TO DO.
The entries are to be duplicated exactly, with nothing left out.

INPUT DATA.
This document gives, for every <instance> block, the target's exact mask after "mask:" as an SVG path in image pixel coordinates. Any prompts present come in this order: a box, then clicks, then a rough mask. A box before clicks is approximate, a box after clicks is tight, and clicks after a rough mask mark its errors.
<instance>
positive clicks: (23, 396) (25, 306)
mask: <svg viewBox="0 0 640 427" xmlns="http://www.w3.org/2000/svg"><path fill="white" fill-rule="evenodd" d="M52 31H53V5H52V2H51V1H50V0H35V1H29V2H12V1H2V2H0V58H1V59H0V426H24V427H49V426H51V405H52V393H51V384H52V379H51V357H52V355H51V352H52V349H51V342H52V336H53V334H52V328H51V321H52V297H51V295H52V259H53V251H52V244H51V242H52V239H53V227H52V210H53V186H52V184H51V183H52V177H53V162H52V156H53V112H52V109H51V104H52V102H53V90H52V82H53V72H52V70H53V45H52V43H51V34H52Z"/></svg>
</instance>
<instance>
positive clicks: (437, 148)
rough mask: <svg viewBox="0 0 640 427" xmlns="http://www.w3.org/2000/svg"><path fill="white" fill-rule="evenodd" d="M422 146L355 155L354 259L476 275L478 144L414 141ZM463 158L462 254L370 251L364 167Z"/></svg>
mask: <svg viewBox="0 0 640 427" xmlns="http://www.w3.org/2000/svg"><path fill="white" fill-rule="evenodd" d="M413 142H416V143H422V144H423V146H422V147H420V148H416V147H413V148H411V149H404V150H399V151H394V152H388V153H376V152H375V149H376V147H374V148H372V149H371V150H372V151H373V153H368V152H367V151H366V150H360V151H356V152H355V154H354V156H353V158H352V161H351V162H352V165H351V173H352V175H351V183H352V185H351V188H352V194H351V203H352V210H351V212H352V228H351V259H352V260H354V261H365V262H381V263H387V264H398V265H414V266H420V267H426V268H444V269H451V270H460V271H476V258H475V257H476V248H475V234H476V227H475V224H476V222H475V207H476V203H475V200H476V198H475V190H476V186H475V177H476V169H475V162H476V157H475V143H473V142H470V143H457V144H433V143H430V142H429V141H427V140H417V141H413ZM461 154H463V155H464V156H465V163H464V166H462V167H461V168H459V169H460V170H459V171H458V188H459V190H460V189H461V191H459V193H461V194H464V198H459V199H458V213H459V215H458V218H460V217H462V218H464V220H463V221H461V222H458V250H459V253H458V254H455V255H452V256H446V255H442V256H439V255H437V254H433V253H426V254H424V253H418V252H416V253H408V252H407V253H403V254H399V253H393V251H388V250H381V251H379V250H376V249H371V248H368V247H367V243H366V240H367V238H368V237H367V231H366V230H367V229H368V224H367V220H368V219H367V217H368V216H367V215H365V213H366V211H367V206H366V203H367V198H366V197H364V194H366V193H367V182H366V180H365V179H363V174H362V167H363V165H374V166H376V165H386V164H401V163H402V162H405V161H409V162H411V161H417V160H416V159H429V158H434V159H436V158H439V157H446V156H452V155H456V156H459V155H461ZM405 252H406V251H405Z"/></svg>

WRITTEN ANSWER.
This document gives, for every <instance> block, the target's exact mask after "mask:" as an SVG path in image pixel coordinates. Any prompts present come in this order: a box, then clicks, then a rough mask. A box before clicks is approximate, a box after clicks is tight, and clicks after a rough mask mark its errors.
<instance>
positive clicks: (23, 396) (25, 306)
mask: <svg viewBox="0 0 640 427" xmlns="http://www.w3.org/2000/svg"><path fill="white" fill-rule="evenodd" d="M52 31H53V5H52V2H51V1H50V0H35V1H29V2H12V1H2V2H0V58H1V59H0V426H24V427H49V426H51V405H52V393H51V384H52V379H51V357H52V355H51V352H52V349H51V342H52V336H53V334H52V328H51V321H52V297H51V295H52V259H53V251H52V244H51V242H52V239H53V227H52V210H53V186H52V184H51V183H52V177H53V162H52V156H53V112H52V109H51V104H52V102H53V90H52V82H53V72H52V70H53V45H52V43H51V34H52Z"/></svg>
</instance>
<instance>
positive clicks: (437, 148)
rough mask: <svg viewBox="0 0 640 427" xmlns="http://www.w3.org/2000/svg"><path fill="white" fill-rule="evenodd" d="M422 146L355 155L354 259L476 275L478 144L414 141ZM463 158L462 254L370 251L364 167Z"/></svg>
mask: <svg viewBox="0 0 640 427" xmlns="http://www.w3.org/2000/svg"><path fill="white" fill-rule="evenodd" d="M413 142H416V143H422V144H423V146H422V147H420V148H416V147H413V148H411V149H404V150H399V151H394V152H388V153H376V152H375V149H376V147H374V148H372V149H371V150H372V151H373V153H368V152H367V151H366V150H360V151H356V152H355V154H354V156H353V158H352V161H351V162H352V165H351V173H352V175H351V183H352V185H351V188H352V194H351V203H352V210H351V212H352V228H351V259H352V260H354V261H365V262H381V263H387V264H398V265H414V266H420V267H426V268H444V269H451V270H460V271H476V258H475V257H476V248H475V234H476V227H475V224H476V222H475V207H476V203H475V200H476V198H475V190H476V186H475V177H476V169H475V162H476V157H475V143H473V142H470V143H457V144H433V143H430V142H429V141H427V140H417V141H413ZM461 154H463V155H464V156H465V163H464V166H462V167H461V168H459V169H460V170H459V171H458V188H459V190H460V189H461V191H459V193H461V194H464V198H459V199H458V213H459V215H458V218H460V217H462V218H464V220H463V221H461V222H458V250H459V253H458V254H455V255H452V256H446V255H442V256H439V255H437V254H433V253H426V254H424V253H418V252H416V253H408V252H407V253H403V254H399V253H393V251H388V250H381V251H379V250H376V249H371V248H368V247H367V243H366V240H367V238H368V237H367V231H366V230H367V229H368V224H367V220H368V219H367V217H368V216H367V215H365V213H366V211H367V206H366V203H367V198H366V197H364V194H366V193H367V182H366V180H365V179H363V174H362V167H363V165H374V166H376V165H386V164H401V163H402V162H405V161H409V162H411V161H417V160H416V159H429V158H434V159H436V158H439V157H446V156H452V155H456V156H459V155H461ZM405 252H406V251H405Z"/></svg>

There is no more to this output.